» Objective
Quote, without any change, the line that contains "Teacher note to the class: pick out the wood panel" and all lines that follow it to the end of the data below.

— START Records supplied —

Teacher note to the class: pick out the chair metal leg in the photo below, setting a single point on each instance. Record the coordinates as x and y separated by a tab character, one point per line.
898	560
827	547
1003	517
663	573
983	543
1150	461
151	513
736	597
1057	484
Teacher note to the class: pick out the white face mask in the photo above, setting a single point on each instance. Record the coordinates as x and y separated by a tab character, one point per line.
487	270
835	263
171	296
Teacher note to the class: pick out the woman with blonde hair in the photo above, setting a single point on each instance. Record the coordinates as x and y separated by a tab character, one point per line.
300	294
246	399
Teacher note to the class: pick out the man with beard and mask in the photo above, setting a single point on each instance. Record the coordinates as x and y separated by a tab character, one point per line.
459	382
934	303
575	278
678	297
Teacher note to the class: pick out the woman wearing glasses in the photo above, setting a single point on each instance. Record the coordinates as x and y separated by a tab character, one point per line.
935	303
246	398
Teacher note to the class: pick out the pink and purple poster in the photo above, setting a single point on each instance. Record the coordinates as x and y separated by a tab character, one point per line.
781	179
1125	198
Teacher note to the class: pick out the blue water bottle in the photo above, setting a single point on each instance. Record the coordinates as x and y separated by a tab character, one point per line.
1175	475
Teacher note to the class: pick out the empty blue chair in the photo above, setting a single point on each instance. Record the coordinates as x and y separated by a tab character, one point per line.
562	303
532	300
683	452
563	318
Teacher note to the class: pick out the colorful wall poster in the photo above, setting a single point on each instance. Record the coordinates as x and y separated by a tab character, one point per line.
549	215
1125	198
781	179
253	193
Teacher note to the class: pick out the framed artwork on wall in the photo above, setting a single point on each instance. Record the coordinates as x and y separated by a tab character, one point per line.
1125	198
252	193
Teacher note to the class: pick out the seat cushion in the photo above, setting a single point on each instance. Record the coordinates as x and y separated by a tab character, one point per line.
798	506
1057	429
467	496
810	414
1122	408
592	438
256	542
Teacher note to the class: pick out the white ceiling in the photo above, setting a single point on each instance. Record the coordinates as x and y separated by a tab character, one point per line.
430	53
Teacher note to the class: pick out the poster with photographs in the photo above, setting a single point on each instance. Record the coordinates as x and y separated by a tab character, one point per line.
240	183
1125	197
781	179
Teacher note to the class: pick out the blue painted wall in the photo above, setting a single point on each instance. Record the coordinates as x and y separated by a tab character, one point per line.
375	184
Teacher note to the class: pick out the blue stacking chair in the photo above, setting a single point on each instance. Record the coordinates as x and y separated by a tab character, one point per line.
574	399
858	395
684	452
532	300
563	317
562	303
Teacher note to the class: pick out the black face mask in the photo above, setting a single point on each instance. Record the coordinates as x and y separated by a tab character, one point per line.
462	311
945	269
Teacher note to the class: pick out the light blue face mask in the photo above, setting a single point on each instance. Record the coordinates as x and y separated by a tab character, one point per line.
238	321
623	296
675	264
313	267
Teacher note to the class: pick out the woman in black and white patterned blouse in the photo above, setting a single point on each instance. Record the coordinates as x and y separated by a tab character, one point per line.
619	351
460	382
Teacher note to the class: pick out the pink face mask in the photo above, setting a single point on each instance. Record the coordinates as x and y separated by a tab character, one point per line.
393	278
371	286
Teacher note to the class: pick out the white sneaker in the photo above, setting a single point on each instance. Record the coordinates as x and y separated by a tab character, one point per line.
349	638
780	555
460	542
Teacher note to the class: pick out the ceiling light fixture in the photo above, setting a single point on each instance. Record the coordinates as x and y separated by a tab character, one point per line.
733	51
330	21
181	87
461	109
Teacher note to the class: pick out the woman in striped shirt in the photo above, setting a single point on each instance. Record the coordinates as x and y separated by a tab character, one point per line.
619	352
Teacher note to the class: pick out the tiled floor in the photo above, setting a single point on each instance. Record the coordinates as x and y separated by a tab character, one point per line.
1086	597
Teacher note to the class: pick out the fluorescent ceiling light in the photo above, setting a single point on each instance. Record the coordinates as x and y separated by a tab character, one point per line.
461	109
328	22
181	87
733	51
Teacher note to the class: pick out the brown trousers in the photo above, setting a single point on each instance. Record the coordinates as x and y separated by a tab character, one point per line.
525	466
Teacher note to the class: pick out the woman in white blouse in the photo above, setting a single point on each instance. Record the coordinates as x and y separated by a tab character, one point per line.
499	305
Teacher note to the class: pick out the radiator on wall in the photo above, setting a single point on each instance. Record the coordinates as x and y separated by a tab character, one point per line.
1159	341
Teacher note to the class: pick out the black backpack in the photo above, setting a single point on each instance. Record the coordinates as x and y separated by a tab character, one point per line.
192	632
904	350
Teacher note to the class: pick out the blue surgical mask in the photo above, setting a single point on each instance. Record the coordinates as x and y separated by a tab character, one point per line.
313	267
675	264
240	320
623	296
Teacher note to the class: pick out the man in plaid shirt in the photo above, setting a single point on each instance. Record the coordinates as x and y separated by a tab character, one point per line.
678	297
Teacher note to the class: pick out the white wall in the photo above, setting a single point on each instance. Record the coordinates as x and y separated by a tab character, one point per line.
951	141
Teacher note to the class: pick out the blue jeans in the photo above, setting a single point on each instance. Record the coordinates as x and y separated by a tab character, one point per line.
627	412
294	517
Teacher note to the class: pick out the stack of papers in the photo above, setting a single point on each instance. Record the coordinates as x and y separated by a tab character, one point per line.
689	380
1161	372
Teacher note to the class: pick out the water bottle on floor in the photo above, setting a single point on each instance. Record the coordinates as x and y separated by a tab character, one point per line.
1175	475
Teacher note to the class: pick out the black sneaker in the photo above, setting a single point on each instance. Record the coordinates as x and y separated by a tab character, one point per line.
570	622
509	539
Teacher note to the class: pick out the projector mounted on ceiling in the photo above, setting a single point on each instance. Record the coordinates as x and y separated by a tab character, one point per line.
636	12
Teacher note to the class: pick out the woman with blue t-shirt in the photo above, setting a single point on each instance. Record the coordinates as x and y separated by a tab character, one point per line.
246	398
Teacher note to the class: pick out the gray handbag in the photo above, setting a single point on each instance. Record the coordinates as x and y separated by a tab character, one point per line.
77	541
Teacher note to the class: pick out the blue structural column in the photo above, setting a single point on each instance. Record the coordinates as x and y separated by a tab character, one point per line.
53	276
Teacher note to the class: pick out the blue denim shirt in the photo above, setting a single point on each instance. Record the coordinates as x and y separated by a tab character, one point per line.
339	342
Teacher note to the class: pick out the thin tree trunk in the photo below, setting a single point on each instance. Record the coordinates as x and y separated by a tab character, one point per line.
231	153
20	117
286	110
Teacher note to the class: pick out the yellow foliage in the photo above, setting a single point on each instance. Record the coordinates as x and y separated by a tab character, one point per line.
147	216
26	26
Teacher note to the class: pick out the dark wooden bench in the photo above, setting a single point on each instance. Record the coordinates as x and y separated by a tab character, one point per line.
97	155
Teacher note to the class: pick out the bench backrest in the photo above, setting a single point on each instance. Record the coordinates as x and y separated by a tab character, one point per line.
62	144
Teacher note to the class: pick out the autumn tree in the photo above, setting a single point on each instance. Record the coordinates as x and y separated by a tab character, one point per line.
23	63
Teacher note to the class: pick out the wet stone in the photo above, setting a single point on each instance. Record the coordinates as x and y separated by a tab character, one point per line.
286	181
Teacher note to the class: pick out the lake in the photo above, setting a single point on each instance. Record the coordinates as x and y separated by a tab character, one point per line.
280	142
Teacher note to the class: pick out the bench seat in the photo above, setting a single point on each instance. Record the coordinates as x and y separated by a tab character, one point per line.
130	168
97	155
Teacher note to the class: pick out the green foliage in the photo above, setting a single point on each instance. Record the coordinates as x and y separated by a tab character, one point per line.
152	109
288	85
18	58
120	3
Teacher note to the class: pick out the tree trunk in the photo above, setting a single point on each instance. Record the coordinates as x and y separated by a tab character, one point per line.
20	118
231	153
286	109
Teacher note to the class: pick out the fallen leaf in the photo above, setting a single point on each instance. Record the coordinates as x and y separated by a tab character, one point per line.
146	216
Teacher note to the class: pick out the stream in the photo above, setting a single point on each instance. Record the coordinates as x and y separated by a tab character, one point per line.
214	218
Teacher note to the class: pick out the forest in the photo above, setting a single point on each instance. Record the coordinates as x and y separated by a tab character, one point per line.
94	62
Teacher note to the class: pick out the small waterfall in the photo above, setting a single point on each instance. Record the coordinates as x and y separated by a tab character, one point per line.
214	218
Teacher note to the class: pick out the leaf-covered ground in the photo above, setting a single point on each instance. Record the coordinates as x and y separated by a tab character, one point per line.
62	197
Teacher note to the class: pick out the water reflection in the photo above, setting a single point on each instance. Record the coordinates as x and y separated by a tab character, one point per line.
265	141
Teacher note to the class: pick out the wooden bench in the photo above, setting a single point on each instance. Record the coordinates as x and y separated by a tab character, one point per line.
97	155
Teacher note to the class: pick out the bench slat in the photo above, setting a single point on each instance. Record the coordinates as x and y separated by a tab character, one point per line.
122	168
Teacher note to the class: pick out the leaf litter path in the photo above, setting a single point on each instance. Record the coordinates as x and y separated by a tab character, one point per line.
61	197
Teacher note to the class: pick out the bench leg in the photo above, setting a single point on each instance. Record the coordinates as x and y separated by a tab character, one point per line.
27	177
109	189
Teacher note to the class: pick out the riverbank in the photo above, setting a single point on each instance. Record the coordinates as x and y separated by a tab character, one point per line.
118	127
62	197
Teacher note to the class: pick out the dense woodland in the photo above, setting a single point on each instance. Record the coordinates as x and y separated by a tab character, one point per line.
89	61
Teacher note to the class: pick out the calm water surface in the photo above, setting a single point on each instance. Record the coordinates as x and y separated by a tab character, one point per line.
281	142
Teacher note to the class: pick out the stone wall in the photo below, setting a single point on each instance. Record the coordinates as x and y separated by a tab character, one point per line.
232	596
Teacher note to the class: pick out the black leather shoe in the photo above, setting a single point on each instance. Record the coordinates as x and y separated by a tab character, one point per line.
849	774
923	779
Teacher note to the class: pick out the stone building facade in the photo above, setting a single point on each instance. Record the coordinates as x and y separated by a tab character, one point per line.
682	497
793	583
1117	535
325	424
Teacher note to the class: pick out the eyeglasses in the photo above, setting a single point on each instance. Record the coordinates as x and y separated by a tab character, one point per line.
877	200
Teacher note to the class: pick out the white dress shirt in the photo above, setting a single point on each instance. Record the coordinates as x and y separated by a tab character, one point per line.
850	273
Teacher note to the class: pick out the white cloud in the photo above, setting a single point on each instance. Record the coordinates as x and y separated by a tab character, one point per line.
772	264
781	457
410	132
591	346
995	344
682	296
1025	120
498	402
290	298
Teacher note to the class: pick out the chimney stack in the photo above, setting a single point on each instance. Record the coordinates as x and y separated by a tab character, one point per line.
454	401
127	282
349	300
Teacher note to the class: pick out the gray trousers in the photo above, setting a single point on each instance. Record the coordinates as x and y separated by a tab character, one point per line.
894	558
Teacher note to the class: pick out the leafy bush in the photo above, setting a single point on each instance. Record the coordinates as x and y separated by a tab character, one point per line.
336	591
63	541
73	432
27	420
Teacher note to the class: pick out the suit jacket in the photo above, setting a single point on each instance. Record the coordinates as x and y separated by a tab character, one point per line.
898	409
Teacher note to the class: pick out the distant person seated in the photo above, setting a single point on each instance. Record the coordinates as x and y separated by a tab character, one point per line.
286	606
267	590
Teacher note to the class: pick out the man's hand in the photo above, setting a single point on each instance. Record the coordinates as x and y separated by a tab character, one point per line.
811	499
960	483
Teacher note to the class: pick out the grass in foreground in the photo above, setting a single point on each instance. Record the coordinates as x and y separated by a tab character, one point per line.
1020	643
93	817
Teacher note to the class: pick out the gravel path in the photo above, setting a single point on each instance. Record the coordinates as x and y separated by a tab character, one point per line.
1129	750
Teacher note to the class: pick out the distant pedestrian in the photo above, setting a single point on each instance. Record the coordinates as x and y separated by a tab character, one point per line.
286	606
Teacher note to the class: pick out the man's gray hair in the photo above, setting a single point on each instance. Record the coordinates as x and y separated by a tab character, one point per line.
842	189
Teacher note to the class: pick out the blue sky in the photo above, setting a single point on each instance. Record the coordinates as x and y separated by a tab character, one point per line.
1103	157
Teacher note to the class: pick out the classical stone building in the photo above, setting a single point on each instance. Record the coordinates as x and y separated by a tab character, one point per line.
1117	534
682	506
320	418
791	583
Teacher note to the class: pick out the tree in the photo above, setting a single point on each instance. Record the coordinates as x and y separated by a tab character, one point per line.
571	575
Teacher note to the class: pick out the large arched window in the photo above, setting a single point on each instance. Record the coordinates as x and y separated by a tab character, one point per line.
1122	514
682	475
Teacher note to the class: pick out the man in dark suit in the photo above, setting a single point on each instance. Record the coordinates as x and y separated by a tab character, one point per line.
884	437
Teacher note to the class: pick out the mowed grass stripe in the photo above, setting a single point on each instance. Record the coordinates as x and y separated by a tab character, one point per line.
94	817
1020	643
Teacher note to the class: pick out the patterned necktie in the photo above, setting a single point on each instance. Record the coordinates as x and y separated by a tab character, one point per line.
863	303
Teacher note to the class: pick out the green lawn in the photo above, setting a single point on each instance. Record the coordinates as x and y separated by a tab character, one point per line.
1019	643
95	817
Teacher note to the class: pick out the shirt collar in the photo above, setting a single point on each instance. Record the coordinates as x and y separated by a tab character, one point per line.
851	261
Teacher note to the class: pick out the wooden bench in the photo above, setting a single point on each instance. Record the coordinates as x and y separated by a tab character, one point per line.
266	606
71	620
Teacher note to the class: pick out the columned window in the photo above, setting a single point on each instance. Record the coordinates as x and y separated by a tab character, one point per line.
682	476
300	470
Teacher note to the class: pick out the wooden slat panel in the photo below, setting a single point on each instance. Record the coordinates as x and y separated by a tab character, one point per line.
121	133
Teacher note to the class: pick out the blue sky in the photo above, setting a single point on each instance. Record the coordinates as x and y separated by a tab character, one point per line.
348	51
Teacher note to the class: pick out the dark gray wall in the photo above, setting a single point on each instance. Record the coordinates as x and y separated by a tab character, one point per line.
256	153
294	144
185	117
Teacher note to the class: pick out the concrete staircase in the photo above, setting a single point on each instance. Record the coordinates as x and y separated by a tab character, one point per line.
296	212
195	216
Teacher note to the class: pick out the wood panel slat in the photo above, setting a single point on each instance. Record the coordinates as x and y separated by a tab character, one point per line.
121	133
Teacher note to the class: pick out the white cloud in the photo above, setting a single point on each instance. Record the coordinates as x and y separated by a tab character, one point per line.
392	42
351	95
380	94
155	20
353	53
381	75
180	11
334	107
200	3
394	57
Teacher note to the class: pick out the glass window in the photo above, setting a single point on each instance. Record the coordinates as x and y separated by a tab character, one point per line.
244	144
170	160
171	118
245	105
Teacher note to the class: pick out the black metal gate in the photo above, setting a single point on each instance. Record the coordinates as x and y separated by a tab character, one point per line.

— END Records supplied —

» Task output
Teacher note to the class: pick out the wood panel slat in the photo above, setting a single point on each instance. Record the coordinates as x and y separated by a tab character, one point per line.
121	133
Teacher note to the class: pick out the white cloud in the photo above, setting a single point on each instance. Record the coordinates as x and y separated by a tab character, one point per line.
392	42
351	95
380	94
155	20
353	53
381	75
180	11
334	107
200	3
394	57
Teacher note to the class: pick out the glass window in the photo above, setting a single point on each instance. Record the coordinates as x and y separated by a tab character, one point per line.
244	144
170	160
171	118
245	105
Teacher note to the class: pick out the black metal gate in the photo above, setting a single point on each instance. Record the coordinates as x and y separated by a tab character, one point per line.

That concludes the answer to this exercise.